▶ _Required task_:
Only the lines from the one containing "Mark one point on every instance of the floodlight" through the final line of the material below should be output, exactly as they stand.
Start of Excerpted data
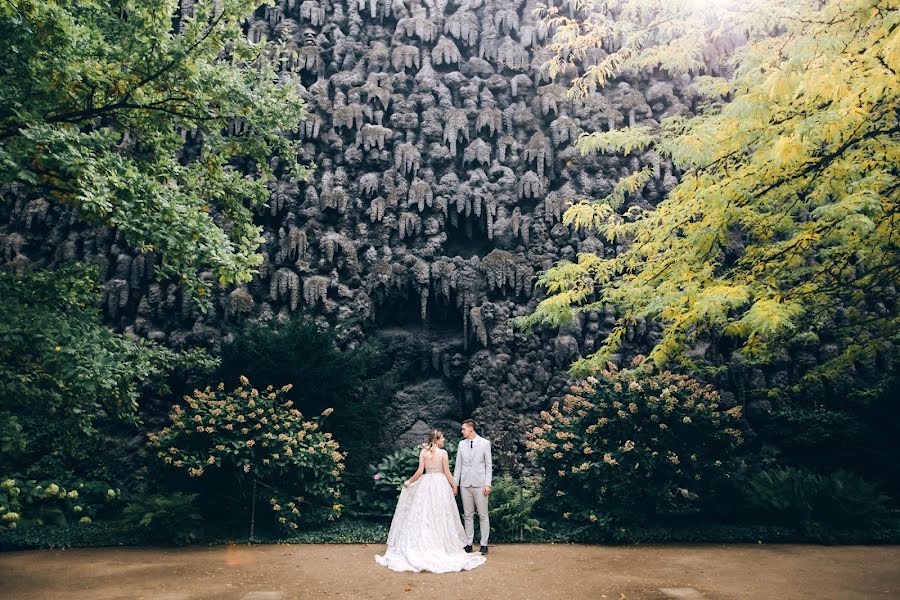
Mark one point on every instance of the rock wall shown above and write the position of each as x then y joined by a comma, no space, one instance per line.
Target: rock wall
444,162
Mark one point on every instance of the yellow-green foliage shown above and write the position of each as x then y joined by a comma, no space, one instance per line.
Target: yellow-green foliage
787,214
630,446
250,435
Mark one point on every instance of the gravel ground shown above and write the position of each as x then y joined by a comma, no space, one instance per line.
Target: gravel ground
535,572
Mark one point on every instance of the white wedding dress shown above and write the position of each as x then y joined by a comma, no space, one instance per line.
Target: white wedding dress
426,532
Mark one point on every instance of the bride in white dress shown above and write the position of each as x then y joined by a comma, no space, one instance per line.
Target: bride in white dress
426,532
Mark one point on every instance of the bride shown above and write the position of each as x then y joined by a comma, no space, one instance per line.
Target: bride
426,532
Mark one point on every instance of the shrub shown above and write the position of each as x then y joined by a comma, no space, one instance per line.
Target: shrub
632,446
68,384
234,444
31,502
511,507
173,518
799,497
387,479
357,382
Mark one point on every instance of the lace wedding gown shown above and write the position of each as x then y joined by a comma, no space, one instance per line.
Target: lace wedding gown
426,532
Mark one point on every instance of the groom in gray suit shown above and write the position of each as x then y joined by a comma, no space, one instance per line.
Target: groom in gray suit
473,474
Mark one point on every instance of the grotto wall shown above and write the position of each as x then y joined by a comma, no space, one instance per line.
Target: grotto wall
444,162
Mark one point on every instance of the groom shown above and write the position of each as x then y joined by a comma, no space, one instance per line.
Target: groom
472,473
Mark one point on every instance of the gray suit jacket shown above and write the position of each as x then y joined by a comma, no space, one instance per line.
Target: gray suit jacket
473,464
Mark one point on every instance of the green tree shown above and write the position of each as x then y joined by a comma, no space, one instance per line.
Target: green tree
66,380
786,215
98,98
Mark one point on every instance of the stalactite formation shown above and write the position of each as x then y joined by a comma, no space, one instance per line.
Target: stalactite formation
444,161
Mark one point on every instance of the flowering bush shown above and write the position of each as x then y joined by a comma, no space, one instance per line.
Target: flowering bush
229,441
48,503
630,446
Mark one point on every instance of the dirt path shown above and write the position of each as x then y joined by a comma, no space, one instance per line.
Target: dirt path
534,572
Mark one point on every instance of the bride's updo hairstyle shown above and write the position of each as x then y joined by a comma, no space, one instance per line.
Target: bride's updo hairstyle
433,437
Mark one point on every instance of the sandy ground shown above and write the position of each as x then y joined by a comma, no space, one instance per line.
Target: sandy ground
535,572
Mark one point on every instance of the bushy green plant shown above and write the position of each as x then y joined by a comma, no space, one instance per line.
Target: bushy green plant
67,382
388,475
171,517
357,382
232,443
512,506
632,446
31,502
798,497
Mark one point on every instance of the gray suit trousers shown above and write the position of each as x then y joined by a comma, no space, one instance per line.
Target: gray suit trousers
474,498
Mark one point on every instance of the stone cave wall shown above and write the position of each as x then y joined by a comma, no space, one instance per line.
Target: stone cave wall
444,162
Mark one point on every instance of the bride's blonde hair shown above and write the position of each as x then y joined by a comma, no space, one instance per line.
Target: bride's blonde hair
433,437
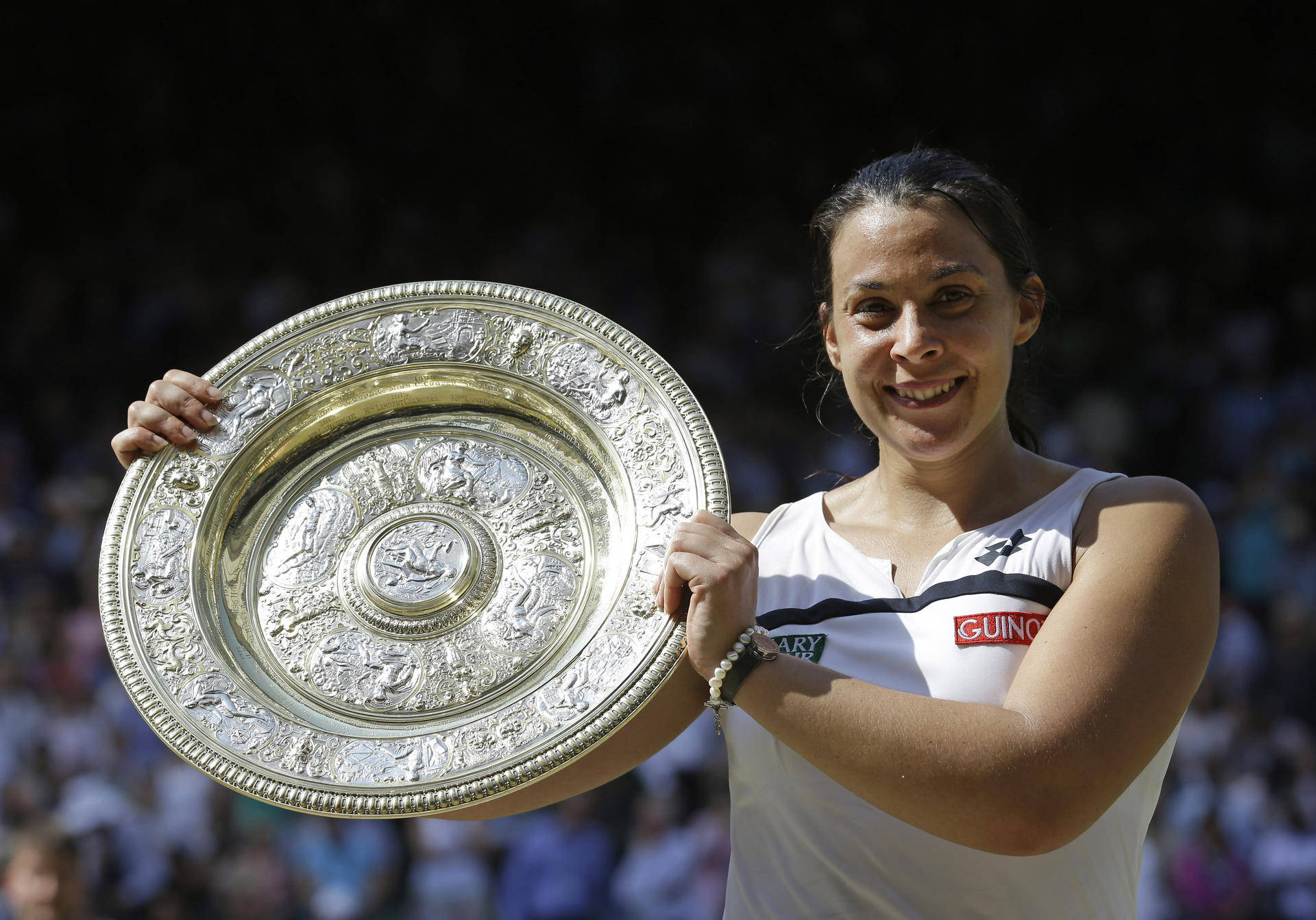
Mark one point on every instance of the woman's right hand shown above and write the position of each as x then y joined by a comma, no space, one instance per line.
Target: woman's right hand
174,410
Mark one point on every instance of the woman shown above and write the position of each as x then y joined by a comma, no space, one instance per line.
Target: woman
999,646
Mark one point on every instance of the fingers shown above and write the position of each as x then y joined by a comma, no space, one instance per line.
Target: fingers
183,402
199,387
703,539
154,419
133,443
682,569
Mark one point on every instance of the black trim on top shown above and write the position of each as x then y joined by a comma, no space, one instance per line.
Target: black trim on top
1025,588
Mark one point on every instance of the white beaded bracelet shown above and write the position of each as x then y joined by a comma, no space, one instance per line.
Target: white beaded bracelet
715,683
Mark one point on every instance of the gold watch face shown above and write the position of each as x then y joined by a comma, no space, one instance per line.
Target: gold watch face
765,646
410,569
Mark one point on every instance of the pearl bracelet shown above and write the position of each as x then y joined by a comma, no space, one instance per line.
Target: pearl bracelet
715,683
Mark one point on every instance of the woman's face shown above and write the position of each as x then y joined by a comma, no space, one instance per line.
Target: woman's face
921,302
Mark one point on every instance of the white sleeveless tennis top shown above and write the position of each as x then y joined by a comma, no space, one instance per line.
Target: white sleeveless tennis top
806,847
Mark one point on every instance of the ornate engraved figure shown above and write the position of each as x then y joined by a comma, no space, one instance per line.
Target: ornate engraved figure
379,478
572,695
607,393
300,752
187,479
448,335
535,607
328,359
160,573
307,544
214,701
173,641
474,474
357,670
662,502
260,396
419,561
411,761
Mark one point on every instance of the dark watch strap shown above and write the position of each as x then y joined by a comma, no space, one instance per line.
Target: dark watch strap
736,677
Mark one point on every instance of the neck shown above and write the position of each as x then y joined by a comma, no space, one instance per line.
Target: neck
964,492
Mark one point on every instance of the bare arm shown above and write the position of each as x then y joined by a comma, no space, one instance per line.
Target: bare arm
1099,691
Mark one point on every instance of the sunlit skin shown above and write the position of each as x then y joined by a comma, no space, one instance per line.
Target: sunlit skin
919,296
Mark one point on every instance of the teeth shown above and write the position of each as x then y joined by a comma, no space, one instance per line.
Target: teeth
925,394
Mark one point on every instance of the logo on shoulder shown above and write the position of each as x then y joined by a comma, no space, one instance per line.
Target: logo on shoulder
807,646
1010,627
1003,548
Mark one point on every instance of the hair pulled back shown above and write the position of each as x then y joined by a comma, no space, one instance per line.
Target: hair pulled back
911,180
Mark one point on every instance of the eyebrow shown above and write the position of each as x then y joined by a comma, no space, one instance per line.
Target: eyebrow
944,271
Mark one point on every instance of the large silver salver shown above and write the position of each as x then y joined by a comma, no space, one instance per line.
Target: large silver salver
411,568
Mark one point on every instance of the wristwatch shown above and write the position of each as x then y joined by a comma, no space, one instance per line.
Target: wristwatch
758,649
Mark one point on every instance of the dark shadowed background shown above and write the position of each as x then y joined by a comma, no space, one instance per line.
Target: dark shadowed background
177,182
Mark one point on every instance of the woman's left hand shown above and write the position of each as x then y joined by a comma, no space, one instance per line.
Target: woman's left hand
720,569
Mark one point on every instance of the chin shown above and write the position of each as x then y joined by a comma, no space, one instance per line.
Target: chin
921,444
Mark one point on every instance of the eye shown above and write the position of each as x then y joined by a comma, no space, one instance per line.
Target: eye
872,308
955,295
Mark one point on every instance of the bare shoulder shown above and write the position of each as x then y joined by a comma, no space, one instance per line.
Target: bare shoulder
748,523
1153,515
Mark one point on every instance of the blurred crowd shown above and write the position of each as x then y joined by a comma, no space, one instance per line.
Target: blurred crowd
1177,344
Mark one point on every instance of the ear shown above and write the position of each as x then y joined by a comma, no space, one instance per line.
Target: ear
1031,303
833,350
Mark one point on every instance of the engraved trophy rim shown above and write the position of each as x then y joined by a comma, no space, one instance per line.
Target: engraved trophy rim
247,466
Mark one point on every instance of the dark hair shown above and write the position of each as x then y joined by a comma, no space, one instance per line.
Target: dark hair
910,180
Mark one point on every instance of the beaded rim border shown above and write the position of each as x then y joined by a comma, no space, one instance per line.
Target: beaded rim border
306,798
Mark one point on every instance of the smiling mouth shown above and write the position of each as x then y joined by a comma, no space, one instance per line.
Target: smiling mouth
927,398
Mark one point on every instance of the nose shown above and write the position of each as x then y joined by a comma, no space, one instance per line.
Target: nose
915,337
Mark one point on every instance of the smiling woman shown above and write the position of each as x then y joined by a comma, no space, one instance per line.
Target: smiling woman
951,688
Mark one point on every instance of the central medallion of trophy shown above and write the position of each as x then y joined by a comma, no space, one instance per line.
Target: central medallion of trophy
417,562
419,569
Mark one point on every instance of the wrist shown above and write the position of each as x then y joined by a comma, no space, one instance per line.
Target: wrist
752,649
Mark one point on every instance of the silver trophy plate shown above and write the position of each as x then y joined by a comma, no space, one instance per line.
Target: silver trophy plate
411,568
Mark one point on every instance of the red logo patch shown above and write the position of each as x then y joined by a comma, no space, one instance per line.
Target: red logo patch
1011,627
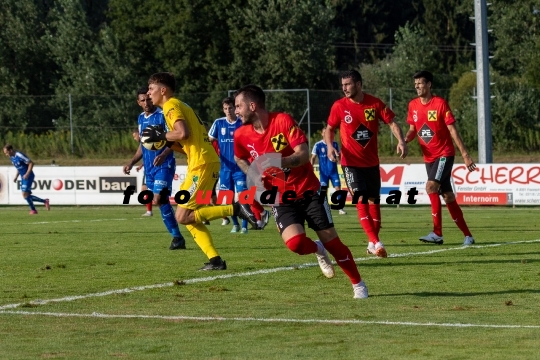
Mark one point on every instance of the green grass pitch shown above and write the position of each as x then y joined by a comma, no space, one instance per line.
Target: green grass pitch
100,282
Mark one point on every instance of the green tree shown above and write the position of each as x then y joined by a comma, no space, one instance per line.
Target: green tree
24,66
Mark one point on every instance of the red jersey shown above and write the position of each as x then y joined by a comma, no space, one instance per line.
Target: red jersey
358,127
281,136
430,121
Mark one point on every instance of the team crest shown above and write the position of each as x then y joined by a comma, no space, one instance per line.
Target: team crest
279,142
369,114
348,117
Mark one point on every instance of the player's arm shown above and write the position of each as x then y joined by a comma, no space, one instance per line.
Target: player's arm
329,140
30,167
136,158
298,158
402,145
471,166
179,132
411,134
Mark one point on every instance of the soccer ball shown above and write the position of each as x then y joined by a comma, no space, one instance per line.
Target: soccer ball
153,146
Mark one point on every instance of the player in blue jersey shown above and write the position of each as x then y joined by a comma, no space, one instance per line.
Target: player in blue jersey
230,175
327,169
24,167
159,167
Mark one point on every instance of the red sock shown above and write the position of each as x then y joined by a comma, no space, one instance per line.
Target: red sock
149,205
436,209
367,222
257,209
457,216
344,259
302,245
375,214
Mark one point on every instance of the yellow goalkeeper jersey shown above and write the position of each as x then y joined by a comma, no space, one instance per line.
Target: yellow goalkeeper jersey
198,148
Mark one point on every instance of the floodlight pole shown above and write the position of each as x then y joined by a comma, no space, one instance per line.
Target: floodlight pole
483,100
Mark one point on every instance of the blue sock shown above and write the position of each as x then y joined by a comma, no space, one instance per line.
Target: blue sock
30,202
167,214
35,198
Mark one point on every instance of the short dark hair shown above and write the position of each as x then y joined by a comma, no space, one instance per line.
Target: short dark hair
353,74
424,74
228,100
166,79
142,91
253,93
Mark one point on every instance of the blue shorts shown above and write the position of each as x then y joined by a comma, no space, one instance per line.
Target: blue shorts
159,180
334,177
26,185
229,180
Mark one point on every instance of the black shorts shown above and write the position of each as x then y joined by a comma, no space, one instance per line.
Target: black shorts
364,180
317,215
440,171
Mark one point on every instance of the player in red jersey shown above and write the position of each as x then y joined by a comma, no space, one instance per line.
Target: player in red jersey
430,117
357,117
269,133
End of Excerpted data
▶ _Solution for this task_:
Mark one point on every instance of the floodlight pole shown above and write the position of each as x then y joined by a comma, no space, one instance per line.
Target: floodlight pole
483,100
Mark one point on every instance of the blue sock shown above and write the position of each as x then y joined by a comma, no space, one instance per line.
Target: blue sock
30,202
167,214
35,198
Mark one point on every instance of the short dark hair shown above and write the position of each as x then y joined by a comma, no space, one instance per line.
Target: short dark hair
353,74
424,74
228,100
166,79
142,91
253,93
Mark one point on every instance of the blue shorts shown above and write the position of each as x then y joined by a comma, no space, one instance per line.
Target: blue shorts
159,180
334,177
26,185
229,180
Mark one point on every instance of the black shorts shown above and write the position of each as x then y joined by a comma, no space, one instance per line.
Target: black shorts
364,180
317,215
440,171
Mark one point on every instance of the player in red jersey shown above and write the position of each as x then y joined by a comma, no space, one instance per line.
Target: player in red jersey
430,117
357,117
269,133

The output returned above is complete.